The job is to find each line of the records below that includes the word "street" and copy it.

[[ Task data, beginning ]]

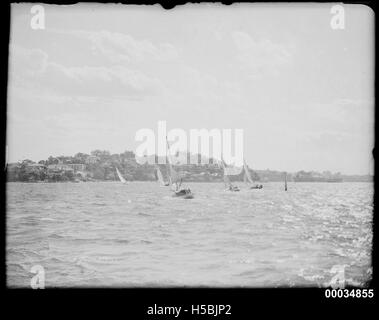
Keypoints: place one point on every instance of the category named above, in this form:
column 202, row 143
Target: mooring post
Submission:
column 285, row 181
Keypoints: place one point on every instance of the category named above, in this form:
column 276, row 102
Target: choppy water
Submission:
column 109, row 234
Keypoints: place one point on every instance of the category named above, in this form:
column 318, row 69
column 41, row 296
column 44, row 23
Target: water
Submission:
column 107, row 234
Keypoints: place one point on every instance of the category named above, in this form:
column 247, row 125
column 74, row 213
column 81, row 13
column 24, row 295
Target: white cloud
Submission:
column 260, row 56
column 33, row 68
column 120, row 47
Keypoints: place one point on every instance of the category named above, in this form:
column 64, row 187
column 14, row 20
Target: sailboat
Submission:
column 120, row 176
column 176, row 180
column 227, row 172
column 247, row 177
column 160, row 178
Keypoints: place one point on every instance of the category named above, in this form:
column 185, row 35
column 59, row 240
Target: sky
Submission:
column 302, row 92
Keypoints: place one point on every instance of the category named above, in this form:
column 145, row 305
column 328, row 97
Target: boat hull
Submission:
column 184, row 194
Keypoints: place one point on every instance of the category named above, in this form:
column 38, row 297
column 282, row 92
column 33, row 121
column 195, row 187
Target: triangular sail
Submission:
column 174, row 177
column 226, row 175
column 160, row 177
column 120, row 176
column 247, row 175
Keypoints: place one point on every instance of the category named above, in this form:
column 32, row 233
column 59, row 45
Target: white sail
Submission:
column 120, row 176
column 227, row 182
column 247, row 173
column 160, row 177
column 174, row 178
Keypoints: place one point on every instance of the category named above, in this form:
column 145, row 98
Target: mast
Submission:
column 247, row 175
column 173, row 176
column 120, row 176
column 285, row 181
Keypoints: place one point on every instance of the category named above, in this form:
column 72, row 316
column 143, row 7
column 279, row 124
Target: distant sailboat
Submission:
column 247, row 177
column 120, row 176
column 227, row 172
column 160, row 178
column 176, row 180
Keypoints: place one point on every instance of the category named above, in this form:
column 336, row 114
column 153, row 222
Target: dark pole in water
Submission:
column 285, row 181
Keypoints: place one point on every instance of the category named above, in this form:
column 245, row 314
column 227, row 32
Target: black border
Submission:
column 109, row 302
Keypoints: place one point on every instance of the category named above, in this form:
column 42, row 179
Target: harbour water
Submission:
column 106, row 234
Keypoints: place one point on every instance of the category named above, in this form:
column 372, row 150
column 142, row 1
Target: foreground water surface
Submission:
column 106, row 234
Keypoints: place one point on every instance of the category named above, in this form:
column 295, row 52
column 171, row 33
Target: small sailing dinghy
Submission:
column 228, row 171
column 176, row 181
column 247, row 178
column 160, row 178
column 120, row 176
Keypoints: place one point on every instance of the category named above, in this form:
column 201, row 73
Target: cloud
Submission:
column 260, row 56
column 33, row 68
column 120, row 47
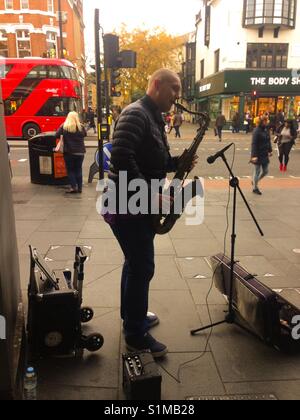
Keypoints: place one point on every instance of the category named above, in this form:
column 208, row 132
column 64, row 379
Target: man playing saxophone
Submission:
column 141, row 150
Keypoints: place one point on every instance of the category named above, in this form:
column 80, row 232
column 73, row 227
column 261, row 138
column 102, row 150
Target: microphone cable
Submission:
column 203, row 353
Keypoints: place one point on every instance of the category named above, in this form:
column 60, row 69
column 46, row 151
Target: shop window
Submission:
column 270, row 12
column 202, row 69
column 267, row 56
column 23, row 44
column 9, row 5
column 217, row 61
column 24, row 4
column 50, row 6
column 230, row 107
column 3, row 44
column 51, row 40
column 207, row 26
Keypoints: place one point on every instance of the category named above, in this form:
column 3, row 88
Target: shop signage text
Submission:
column 205, row 88
column 275, row 81
column 2, row 328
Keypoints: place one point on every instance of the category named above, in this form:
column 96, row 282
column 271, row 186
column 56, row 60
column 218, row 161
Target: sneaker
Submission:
column 146, row 342
column 152, row 320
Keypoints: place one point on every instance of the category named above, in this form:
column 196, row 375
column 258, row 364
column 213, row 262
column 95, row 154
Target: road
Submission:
column 209, row 146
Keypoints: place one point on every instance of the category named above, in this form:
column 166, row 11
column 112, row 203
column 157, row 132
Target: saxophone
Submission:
column 163, row 223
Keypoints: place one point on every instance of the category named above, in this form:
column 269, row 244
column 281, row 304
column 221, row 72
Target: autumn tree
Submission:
column 155, row 49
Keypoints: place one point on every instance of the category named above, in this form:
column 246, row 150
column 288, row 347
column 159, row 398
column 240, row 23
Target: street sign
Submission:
column 106, row 156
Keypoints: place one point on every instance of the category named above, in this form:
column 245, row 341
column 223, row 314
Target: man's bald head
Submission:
column 164, row 89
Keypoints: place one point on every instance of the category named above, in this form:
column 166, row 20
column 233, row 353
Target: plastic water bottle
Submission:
column 30, row 384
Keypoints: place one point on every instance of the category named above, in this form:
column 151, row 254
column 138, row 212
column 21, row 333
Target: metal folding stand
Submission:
column 234, row 183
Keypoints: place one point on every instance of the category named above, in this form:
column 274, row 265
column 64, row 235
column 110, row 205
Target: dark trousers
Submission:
column 136, row 238
column 74, row 169
column 219, row 132
column 177, row 131
column 284, row 152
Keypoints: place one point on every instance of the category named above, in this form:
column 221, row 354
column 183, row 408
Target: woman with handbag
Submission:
column 261, row 153
column 72, row 134
column 285, row 140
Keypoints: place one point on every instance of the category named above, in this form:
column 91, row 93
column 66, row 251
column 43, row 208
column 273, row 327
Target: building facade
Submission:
column 248, row 56
column 30, row 28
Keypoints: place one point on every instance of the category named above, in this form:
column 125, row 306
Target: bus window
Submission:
column 54, row 72
column 4, row 69
column 69, row 73
column 59, row 107
column 39, row 72
column 54, row 107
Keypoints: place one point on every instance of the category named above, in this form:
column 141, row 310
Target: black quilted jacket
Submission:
column 140, row 145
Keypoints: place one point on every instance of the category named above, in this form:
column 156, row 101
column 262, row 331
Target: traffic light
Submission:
column 254, row 95
column 114, row 82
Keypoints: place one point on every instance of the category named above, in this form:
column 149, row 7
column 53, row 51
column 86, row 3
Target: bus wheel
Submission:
column 31, row 130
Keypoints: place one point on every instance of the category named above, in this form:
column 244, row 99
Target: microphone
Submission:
column 213, row 158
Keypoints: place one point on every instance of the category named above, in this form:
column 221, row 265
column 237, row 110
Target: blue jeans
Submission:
column 136, row 238
column 260, row 171
column 74, row 169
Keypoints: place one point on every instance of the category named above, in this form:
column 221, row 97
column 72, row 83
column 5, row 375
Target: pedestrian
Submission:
column 141, row 150
column 172, row 117
column 261, row 153
column 236, row 123
column 178, row 121
column 91, row 120
column 73, row 133
column 286, row 137
column 220, row 124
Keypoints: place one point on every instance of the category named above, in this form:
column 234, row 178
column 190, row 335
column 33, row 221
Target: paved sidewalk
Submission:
column 233, row 363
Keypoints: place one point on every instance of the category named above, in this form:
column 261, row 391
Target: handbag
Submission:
column 60, row 145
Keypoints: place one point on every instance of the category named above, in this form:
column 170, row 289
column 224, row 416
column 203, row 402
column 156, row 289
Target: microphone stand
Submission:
column 235, row 184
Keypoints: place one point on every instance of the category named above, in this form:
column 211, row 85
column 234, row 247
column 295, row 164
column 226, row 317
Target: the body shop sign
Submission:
column 269, row 82
column 275, row 81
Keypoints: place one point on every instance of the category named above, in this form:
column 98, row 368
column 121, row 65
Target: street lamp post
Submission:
column 60, row 30
column 99, row 96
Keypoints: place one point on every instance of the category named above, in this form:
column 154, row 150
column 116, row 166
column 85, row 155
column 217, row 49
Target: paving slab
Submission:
column 105, row 291
column 63, row 224
column 194, row 267
column 240, row 357
column 26, row 212
column 176, row 310
column 167, row 275
column 199, row 377
column 196, row 247
column 54, row 392
column 283, row 390
column 103, row 251
column 95, row 229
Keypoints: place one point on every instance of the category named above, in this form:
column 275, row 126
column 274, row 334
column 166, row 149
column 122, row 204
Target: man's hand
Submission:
column 165, row 203
column 194, row 163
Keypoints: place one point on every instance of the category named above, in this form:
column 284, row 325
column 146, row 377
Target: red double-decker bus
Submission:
column 38, row 94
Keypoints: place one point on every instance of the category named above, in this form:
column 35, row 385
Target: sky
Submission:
column 177, row 17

[[ Task data, end ]]

● Result of this task
Target: street sign
Target: street lamp post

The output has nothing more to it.